_DOCUMENT SECTION_
☆ ☆ ☆

Starting point is 00:44:55 The main medical examiner person was like, shut up, you assistant. Be quiet. I don't smell anything. And they're like, well, and also doesn't show any of the telltale signs of cyanide poisoning. Like her skin wasn't bright pink, that sort of thing. So she was like, blew her off. She was going to just put down that she died of natural causes, had an undiagnosed heart issue.
Starting point is 00:45:15 And Janet, later this doctor comes in to say to the main person. So what happened? And she starts to tell her like, oh, it's just a heart issue. And Janet's like, yo, motherfuckers, you should probably listen to me. And like told another doctor was like, good. This pitch is not listening to me. You should listen to me. Awesome.
Starting point is 00:45:35 Amazing. And her fucking politeness and saying and not staying in her lane might have saved a bunch of other lives. I bet it did. I bet it did. Because so when they sent Janet's, you know, tissue, blood, things. Sure. Information.
Starting point is 00:45:52 Information. When it was tested, it was verified that snow had died of an acute cyanide poisoning. And then I wrote. And Janet was like, boo, yeah, bitches. And toasted her badassness with her friends that night probably. Don't you think they all had like champagne? It was like, I fucking told this bitch. It was, it was fucking cyanide.

☆ ☆ ☆

_ENTRIES PROVIDED_
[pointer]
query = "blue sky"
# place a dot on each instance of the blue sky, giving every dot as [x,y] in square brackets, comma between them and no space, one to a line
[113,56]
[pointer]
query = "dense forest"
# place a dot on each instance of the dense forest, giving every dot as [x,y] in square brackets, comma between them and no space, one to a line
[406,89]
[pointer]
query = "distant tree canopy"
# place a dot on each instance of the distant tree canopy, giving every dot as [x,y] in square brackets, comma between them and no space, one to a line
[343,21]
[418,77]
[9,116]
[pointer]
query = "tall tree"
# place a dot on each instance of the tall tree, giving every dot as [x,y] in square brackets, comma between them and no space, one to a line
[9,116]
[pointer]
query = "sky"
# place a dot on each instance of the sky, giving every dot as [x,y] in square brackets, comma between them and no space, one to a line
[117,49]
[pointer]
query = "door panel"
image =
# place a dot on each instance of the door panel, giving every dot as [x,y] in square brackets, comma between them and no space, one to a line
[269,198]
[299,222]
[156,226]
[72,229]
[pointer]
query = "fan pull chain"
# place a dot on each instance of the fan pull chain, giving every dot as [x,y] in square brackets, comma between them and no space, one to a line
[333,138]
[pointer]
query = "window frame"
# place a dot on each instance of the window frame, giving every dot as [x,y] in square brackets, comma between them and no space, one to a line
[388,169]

☆ ☆ ☆

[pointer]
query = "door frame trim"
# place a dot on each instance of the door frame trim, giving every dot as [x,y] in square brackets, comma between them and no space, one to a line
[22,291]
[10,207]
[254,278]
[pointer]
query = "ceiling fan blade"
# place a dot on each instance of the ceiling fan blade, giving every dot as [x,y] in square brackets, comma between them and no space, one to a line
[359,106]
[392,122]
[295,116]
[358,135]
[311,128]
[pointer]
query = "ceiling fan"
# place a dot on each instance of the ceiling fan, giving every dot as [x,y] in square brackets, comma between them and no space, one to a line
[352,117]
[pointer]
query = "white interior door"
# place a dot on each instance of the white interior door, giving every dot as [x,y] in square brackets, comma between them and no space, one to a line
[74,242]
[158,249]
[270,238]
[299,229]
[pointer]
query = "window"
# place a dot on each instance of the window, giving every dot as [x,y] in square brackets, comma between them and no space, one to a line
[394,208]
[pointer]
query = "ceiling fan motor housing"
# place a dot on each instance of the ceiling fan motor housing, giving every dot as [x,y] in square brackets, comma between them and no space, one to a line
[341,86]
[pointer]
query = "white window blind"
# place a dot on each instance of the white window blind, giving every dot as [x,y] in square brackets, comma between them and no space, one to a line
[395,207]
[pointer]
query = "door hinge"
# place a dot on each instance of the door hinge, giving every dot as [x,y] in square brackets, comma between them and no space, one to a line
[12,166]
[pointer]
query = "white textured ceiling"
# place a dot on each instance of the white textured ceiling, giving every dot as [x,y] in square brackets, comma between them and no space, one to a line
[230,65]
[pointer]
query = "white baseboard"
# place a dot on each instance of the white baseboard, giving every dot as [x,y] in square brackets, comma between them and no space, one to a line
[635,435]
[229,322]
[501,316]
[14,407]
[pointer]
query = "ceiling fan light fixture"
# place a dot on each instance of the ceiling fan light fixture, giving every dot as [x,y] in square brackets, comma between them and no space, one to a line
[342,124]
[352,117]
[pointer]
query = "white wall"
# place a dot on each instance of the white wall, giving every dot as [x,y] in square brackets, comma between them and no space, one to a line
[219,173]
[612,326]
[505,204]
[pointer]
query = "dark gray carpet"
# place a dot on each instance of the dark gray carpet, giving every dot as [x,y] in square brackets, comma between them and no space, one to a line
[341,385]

☆ ☆ ☆

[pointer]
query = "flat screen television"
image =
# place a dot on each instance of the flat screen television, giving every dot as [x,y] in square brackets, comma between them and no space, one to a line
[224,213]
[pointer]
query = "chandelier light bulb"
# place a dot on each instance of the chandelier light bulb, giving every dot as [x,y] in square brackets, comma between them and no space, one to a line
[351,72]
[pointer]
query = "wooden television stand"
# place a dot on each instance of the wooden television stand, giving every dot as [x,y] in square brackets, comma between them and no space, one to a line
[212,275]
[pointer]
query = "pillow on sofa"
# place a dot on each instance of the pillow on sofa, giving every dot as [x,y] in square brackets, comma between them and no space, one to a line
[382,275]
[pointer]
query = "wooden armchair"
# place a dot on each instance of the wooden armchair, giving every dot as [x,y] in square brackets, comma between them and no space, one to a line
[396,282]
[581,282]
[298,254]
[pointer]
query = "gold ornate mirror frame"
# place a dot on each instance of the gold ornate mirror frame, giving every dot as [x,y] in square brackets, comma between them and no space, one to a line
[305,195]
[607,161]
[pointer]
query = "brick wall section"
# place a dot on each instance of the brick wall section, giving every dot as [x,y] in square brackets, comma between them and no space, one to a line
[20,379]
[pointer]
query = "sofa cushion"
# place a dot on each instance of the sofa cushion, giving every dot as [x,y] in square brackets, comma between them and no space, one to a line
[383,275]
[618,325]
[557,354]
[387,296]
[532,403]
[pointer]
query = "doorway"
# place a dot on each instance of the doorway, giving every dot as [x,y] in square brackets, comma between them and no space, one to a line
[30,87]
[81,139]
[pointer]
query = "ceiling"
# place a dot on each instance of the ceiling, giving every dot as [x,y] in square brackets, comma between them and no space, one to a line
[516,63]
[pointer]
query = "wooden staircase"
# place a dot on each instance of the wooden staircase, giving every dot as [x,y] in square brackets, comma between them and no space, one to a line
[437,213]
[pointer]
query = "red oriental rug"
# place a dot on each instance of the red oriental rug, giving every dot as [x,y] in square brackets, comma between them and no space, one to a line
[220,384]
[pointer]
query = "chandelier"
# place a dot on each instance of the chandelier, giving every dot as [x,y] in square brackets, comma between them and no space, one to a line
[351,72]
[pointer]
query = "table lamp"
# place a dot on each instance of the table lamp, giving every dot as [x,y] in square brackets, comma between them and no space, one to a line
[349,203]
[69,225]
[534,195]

☆ ☆ ☆

_YOUR OBJECTIVE_
Continue the podcast transcript about the medical examiner and the cyanide poisoning, picking up after its final line.

_WRITTEN ANSWER_
Starting point is 00:46:07 But also why resist if you're looking into someone's death? A 40 year old woman dies unexpectedly. There's no explanation. And someone smells the faintest bit of fucking bitter almonds. Yeah. And also just like it's that thing of how many years of corners being like, I guess it's a, it was a heart embolism or like some weird made up thing where it's like, or look into it. Right.
Starting point is 00:46:30 Or if one person smells almonds. Yeah. And the thing about cyanide too is that the ability to smell it is genetic and 20 to 40 percent of the population don't carry the gene to detect it. Oh, then you shouldn't be allowed to be the corner. That's right. Or you should have someone who can. Yes.
Starting point is 00:46:47 I don't know. These are the things we're going to get solved in the next midterm elections. That's right. We're going to have a ballot measure and it's going to be great. Smell that. Smell that cyanide. Hey, does it smell like cyanide to you? Then get the fuck out of this work department.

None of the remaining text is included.